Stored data
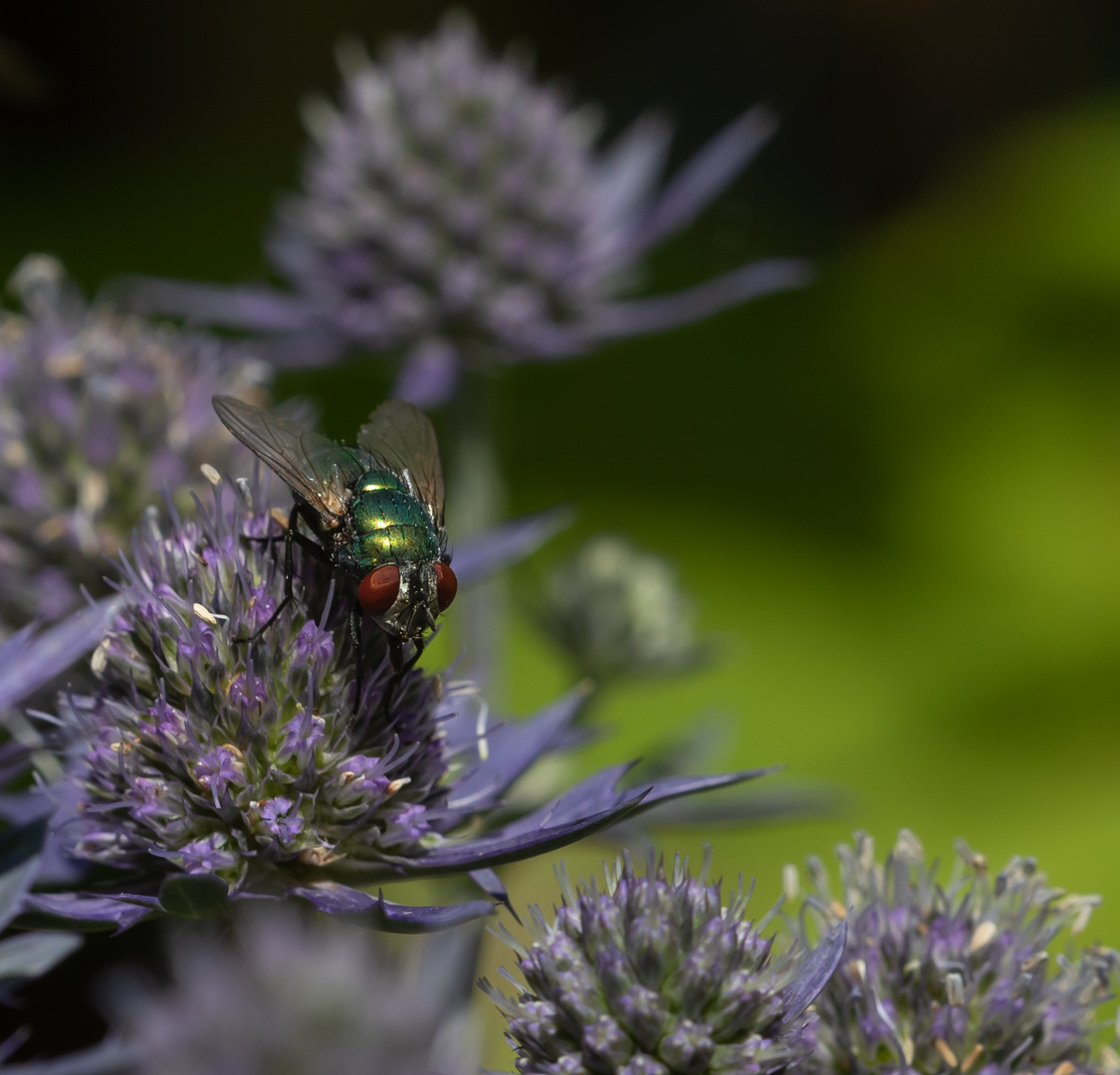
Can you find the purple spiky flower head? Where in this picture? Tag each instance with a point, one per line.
(301, 994)
(99, 411)
(655, 975)
(205, 767)
(956, 976)
(457, 211)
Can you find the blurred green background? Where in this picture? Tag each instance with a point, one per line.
(895, 496)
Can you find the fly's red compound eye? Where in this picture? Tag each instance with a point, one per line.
(378, 589)
(447, 585)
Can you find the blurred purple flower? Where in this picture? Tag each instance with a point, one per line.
(617, 610)
(458, 211)
(303, 995)
(959, 976)
(207, 767)
(654, 975)
(99, 411)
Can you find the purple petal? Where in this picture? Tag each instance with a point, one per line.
(430, 374)
(705, 176)
(591, 805)
(493, 886)
(377, 913)
(511, 749)
(476, 557)
(511, 845)
(77, 907)
(600, 793)
(815, 973)
(627, 173)
(641, 316)
(258, 308)
(28, 663)
(735, 808)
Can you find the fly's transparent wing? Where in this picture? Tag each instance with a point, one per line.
(307, 462)
(402, 436)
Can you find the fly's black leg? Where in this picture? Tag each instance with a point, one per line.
(356, 638)
(288, 538)
(401, 668)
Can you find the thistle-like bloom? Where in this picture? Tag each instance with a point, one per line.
(303, 996)
(456, 209)
(960, 976)
(207, 767)
(617, 610)
(99, 412)
(655, 975)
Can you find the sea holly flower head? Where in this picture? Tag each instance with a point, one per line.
(206, 767)
(655, 974)
(962, 975)
(457, 209)
(618, 610)
(303, 995)
(99, 411)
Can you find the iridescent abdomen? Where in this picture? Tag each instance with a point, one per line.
(390, 525)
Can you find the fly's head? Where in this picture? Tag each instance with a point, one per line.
(405, 599)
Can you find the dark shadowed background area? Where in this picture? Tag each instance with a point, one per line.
(895, 496)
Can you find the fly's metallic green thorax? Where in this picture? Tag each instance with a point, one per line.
(390, 526)
(374, 510)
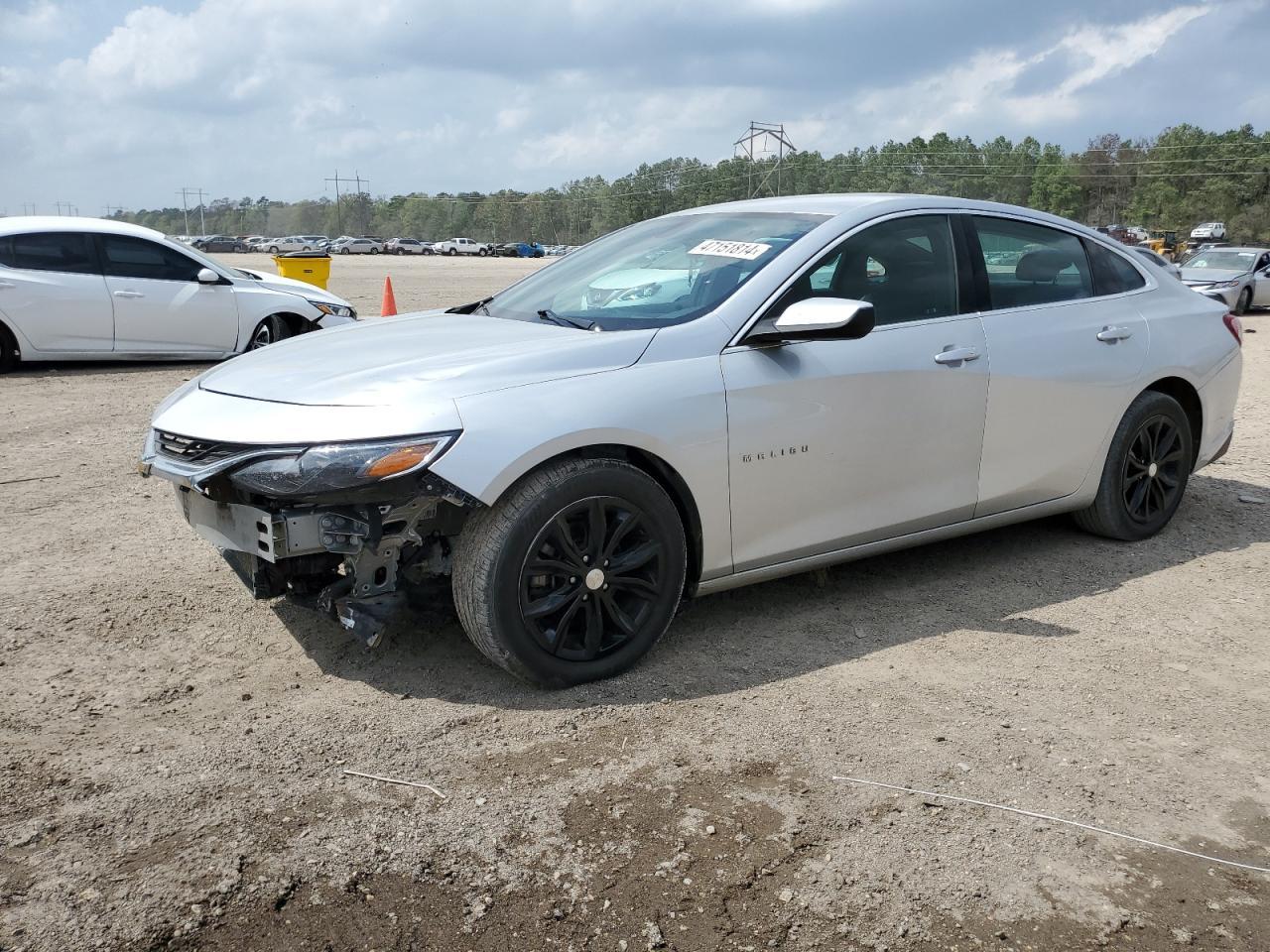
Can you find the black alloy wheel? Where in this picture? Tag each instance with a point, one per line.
(592, 578)
(1152, 477)
(1144, 477)
(572, 574)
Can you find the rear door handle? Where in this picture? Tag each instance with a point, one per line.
(1109, 334)
(956, 354)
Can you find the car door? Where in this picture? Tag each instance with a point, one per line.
(1261, 281)
(53, 291)
(1069, 341)
(160, 306)
(841, 442)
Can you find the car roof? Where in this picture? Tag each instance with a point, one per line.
(869, 204)
(23, 223)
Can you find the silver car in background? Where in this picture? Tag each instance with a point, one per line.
(1237, 277)
(822, 379)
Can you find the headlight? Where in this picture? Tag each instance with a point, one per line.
(336, 309)
(335, 466)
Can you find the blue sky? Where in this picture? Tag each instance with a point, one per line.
(122, 103)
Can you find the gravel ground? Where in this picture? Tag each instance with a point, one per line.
(173, 753)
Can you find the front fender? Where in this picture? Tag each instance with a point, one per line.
(674, 411)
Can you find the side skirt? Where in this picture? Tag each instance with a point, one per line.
(890, 544)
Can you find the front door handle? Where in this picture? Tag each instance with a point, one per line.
(956, 354)
(1109, 334)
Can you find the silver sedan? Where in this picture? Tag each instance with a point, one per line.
(781, 385)
(1237, 277)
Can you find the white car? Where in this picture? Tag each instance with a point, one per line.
(461, 246)
(295, 243)
(357, 246)
(96, 290)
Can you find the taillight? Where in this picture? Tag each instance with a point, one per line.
(1236, 326)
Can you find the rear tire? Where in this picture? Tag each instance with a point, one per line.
(1146, 472)
(574, 574)
(271, 330)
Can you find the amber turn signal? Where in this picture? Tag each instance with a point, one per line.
(399, 461)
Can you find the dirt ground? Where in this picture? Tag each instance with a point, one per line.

WRITTEN EXERCISE: Rewrite every line from the one containing "Can you find the car roof?" through the end of the entries, requests included, and shift each coordinate in the answers by adding 68 to it.

THE REPLY:
Can you find the car roof? Where in this picture? Tag each instance with a point, one per line.
(937, 272)
(91, 291)
Can you find the silver car in background? Where in this picture? Tag each instance with a point, one per line.
(1305, 345)
(890, 447)
Can you find the headlight? Where in this picture? Tag each instance with a point, one per line.
(404, 377)
(403, 534)
Can you find the blue sky? Where in this picture? Tag each instance with a point, one per line.
(190, 171)
Can you find the gravel ground? Where in this picture? Tag each instance with a point, one per line.
(241, 821)
Can you find the front fender? Where in this picture? Tag each instance with a point, one per line.
(742, 479)
Can you find the side skirt? Where in this picture? Tag each instance with a point, one per line.
(958, 612)
Can you find the front door handle? Where in this picture? Tag each instance with a point, one per line.
(1024, 422)
(1177, 402)
Can you find the silver sedan? Where in this picture? Tag each instance with a point, one per line.
(849, 453)
(1305, 345)
Can you find the white car? Where in this picture? Tag each instance with a point, one per line.
(529, 314)
(363, 311)
(425, 314)
(164, 358)
Can you find the taillight? Where in this picture? Tag each instance with a point, one per line.
(1304, 394)
Can you find the rear tire? Where in this picture? Tag each instance with a point, one per line.
(1214, 540)
(642, 642)
(339, 398)
Can you find the amber turn signal? Where in this picture? Tag each instance with a point, one per line.
(467, 529)
Can you find the dirt ground? Where in this picture? Tag each instance with a point, one per line.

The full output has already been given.